§ Work to complete
Word for word, copy all the data and drop the pictures.

-- START OF Exercise input --

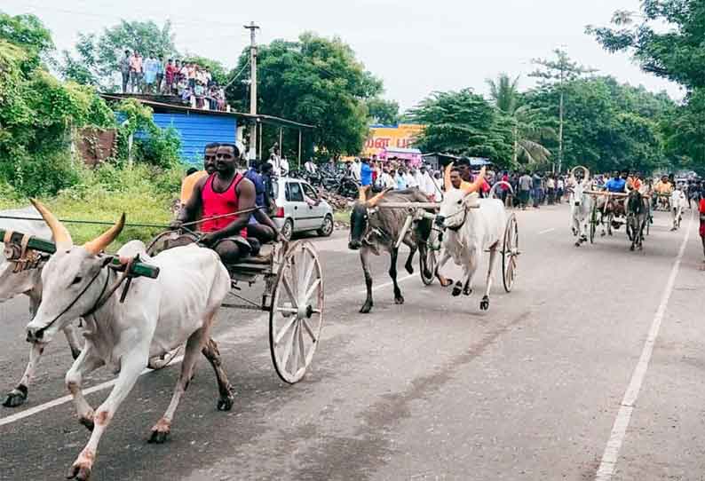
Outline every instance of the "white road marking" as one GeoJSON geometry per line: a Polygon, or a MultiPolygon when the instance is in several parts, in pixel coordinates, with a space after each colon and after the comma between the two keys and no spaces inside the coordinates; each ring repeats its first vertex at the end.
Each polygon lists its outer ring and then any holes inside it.
{"type": "Polygon", "coordinates": [[[605,446],[605,452],[602,454],[602,461],[599,463],[599,468],[595,475],[595,481],[609,481],[612,479],[612,475],[614,474],[614,469],[617,466],[617,460],[622,449],[622,445],[624,442],[624,438],[627,434],[627,428],[630,425],[631,419],[631,413],[634,411],[634,405],[638,398],[641,385],[644,382],[644,378],[646,375],[646,370],[649,367],[649,361],[651,355],[654,352],[654,344],[656,343],[656,337],[659,335],[661,324],[663,320],[663,315],[666,313],[666,307],[669,305],[670,295],[673,292],[673,286],[676,283],[676,277],[678,275],[680,264],[683,260],[683,255],[685,252],[685,246],[690,238],[690,231],[693,225],[693,214],[691,214],[688,221],[688,229],[685,232],[685,236],[683,238],[683,243],[680,246],[680,250],[673,263],[673,267],[670,270],[670,275],[666,282],[666,288],[663,289],[663,294],[661,297],[661,304],[659,304],[656,314],[654,316],[654,321],[649,329],[648,337],[644,343],[644,349],[641,351],[641,356],[634,368],[631,375],[627,391],[624,393],[624,398],[622,399],[617,417],[614,419],[614,424],[612,426],[612,432],[610,433],[607,446],[605,446]]]}
{"type": "MultiPolygon", "coordinates": [[[[414,274],[408,274],[408,275],[407,275],[405,277],[398,279],[397,282],[403,282],[404,280],[411,279],[412,277],[414,277],[414,274]]],[[[378,286],[374,286],[372,288],[372,290],[376,291],[377,289],[387,288],[387,287],[389,287],[391,285],[392,285],[392,281],[384,282],[384,284],[379,284],[378,286]]],[[[367,289],[363,290],[363,291],[360,291],[360,292],[362,294],[365,294],[367,292],[367,289]]],[[[331,296],[330,297],[332,299],[343,297],[347,293],[348,293],[348,289],[343,289],[343,290],[338,291],[337,296],[331,296]]],[[[328,301],[330,302],[332,300],[331,298],[329,298],[328,301]]],[[[268,316],[269,316],[269,314],[265,314],[265,315],[260,316],[260,318],[261,318],[261,319],[268,319],[268,316]]],[[[261,319],[255,319],[253,322],[257,322],[257,320],[261,320],[261,319]]],[[[264,322],[264,320],[262,320],[262,322],[264,322]]],[[[226,331],[221,333],[220,335],[218,335],[218,340],[219,341],[221,338],[223,338],[224,340],[229,339],[230,337],[233,336],[233,335],[234,333],[236,333],[236,331],[237,331],[237,327],[233,327],[231,329],[228,329],[226,331]]],[[[177,366],[183,359],[184,359],[183,356],[178,356],[178,357],[174,358],[174,359],[169,364],[169,366],[177,366]]],[[[146,375],[147,373],[151,373],[151,372],[152,372],[152,369],[145,369],[144,371],[142,371],[139,374],[139,375],[142,376],[142,375],[146,375]]],[[[83,394],[84,395],[88,395],[88,394],[92,394],[93,392],[98,392],[99,390],[107,390],[108,388],[113,387],[116,382],[117,382],[117,378],[113,379],[111,381],[107,381],[105,382],[101,382],[100,384],[96,384],[95,386],[92,386],[92,387],[90,387],[90,388],[87,388],[87,389],[83,390],[83,394]]],[[[71,396],[63,396],[61,398],[57,398],[56,399],[52,399],[51,401],[47,401],[47,402],[45,402],[44,404],[40,404],[39,406],[36,406],[35,407],[30,407],[29,409],[25,409],[24,411],[22,411],[20,413],[17,413],[15,414],[12,414],[12,415],[9,415],[9,416],[2,417],[2,418],[0,418],[0,426],[4,426],[6,424],[12,424],[12,422],[16,422],[18,421],[20,421],[22,419],[28,418],[29,416],[33,416],[35,414],[42,413],[43,411],[46,411],[47,409],[51,409],[52,407],[56,407],[57,406],[61,406],[62,404],[66,404],[66,403],[70,402],[70,401],[71,401],[71,396]]]]}

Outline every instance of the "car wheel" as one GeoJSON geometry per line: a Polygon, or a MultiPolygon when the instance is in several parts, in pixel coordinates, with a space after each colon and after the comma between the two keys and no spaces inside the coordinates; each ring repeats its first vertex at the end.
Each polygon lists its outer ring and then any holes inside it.
{"type": "Polygon", "coordinates": [[[291,222],[291,219],[287,219],[284,222],[284,225],[281,226],[281,235],[287,240],[291,240],[291,236],[294,234],[294,223],[291,222]]]}
{"type": "Polygon", "coordinates": [[[328,237],[333,233],[333,217],[326,216],[326,218],[323,219],[323,225],[316,232],[321,237],[328,237]]]}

-- END OF Exercise input --

§ Final answer
Outline every instance of the "white road marking" as one GeoJSON geometry per line: a Polygon, or a MultiPolygon when the instance is in several parts, in pixel coordinates, with a space after each colon and after the comma between the two keys and no spaces inside the coordinates; each ring repeats its first vertex at the end.
Each polygon lists its outer ring and then any holes inside it.
{"type": "Polygon", "coordinates": [[[605,446],[605,452],[602,454],[602,461],[599,463],[599,468],[595,475],[595,481],[609,481],[612,479],[612,475],[614,474],[614,469],[617,466],[617,460],[622,449],[622,445],[624,442],[624,438],[627,434],[627,428],[630,425],[631,419],[631,413],[634,411],[634,405],[638,398],[641,385],[644,382],[644,378],[646,375],[646,370],[649,367],[649,361],[651,355],[654,352],[654,344],[656,343],[656,337],[659,335],[661,324],[663,320],[663,315],[666,313],[666,307],[669,305],[670,295],[673,292],[673,286],[676,283],[676,277],[678,275],[680,264],[683,260],[683,255],[685,252],[685,246],[690,238],[690,231],[693,225],[693,214],[691,214],[688,221],[688,229],[685,232],[685,236],[683,238],[683,243],[680,246],[680,250],[673,263],[673,267],[670,270],[670,275],[666,282],[666,288],[663,289],[663,294],[661,297],[661,304],[659,304],[656,314],[654,316],[654,321],[649,329],[648,337],[644,343],[644,349],[641,351],[641,356],[634,368],[631,375],[627,391],[624,393],[624,398],[622,399],[617,417],[614,419],[614,424],[612,426],[612,432],[610,433],[607,446],[605,446]]]}
{"type": "MultiPolygon", "coordinates": [[[[414,274],[408,274],[408,275],[407,275],[405,277],[398,279],[397,282],[403,282],[404,280],[411,279],[412,277],[414,277],[414,274]]],[[[378,286],[374,286],[372,288],[372,290],[376,291],[377,289],[387,288],[387,287],[389,287],[391,285],[392,285],[392,281],[384,282],[384,284],[379,284],[378,286]]],[[[367,289],[363,290],[363,291],[360,291],[360,292],[362,294],[365,294],[367,292],[367,289]]],[[[331,296],[330,297],[332,299],[343,297],[347,293],[348,293],[348,289],[343,289],[343,290],[338,291],[337,296],[331,296]]],[[[328,301],[330,302],[332,300],[331,298],[329,298],[328,301]]],[[[268,316],[269,316],[269,314],[265,314],[265,315],[260,316],[260,318],[261,318],[261,319],[268,319],[268,316]]],[[[261,319],[255,319],[253,322],[257,322],[257,320],[261,320],[261,319]]],[[[264,322],[264,320],[262,320],[262,322],[264,322]]],[[[226,331],[221,333],[220,335],[218,335],[218,340],[219,341],[221,338],[223,338],[224,340],[229,339],[230,337],[233,336],[233,335],[234,333],[236,333],[236,331],[237,331],[237,327],[233,327],[231,329],[228,329],[226,331]]],[[[177,366],[183,359],[184,359],[183,356],[178,356],[178,357],[174,358],[174,359],[169,364],[169,366],[177,366]]],[[[146,375],[147,373],[151,373],[151,372],[152,372],[152,369],[145,369],[144,371],[142,371],[139,374],[139,375],[142,376],[142,375],[146,375]]],[[[83,394],[84,395],[88,395],[88,394],[92,394],[93,392],[98,392],[99,390],[107,390],[108,388],[113,387],[116,382],[117,382],[117,378],[113,379],[111,381],[107,381],[105,382],[101,382],[100,384],[96,384],[95,386],[92,386],[92,387],[90,387],[90,388],[87,388],[87,389],[83,390],[83,394]]],[[[71,396],[63,396],[61,398],[57,398],[56,399],[52,399],[51,401],[47,401],[47,402],[45,402],[44,404],[40,404],[39,406],[36,406],[35,407],[30,407],[29,409],[25,409],[24,411],[22,411],[20,413],[17,413],[15,414],[12,414],[12,415],[9,415],[9,416],[2,417],[2,418],[0,418],[0,426],[4,426],[6,424],[12,424],[12,422],[16,422],[18,421],[20,421],[22,419],[28,418],[29,416],[33,416],[35,414],[42,413],[43,411],[46,411],[47,409],[51,409],[52,407],[56,407],[57,406],[61,406],[62,404],[66,404],[66,403],[70,402],[70,401],[71,401],[71,396]]]]}

Outline every instance of the "car wheel" as one GeoJSON geometry per line: a Polygon, or a MultiPolygon when the instance is in several parts, in pixel coordinates, with a space after each colon and after the comma between the two keys and no spaces inside the coordinates; each ring repeats its first vertex at the end.
Each polygon lists its outer ring and then any holes inside it.
{"type": "Polygon", "coordinates": [[[291,222],[291,219],[287,219],[284,222],[284,225],[281,226],[281,235],[287,240],[291,240],[291,236],[294,234],[294,223],[291,222]]]}
{"type": "Polygon", "coordinates": [[[328,237],[333,233],[333,217],[326,216],[326,218],[323,219],[323,225],[316,232],[321,237],[328,237]]]}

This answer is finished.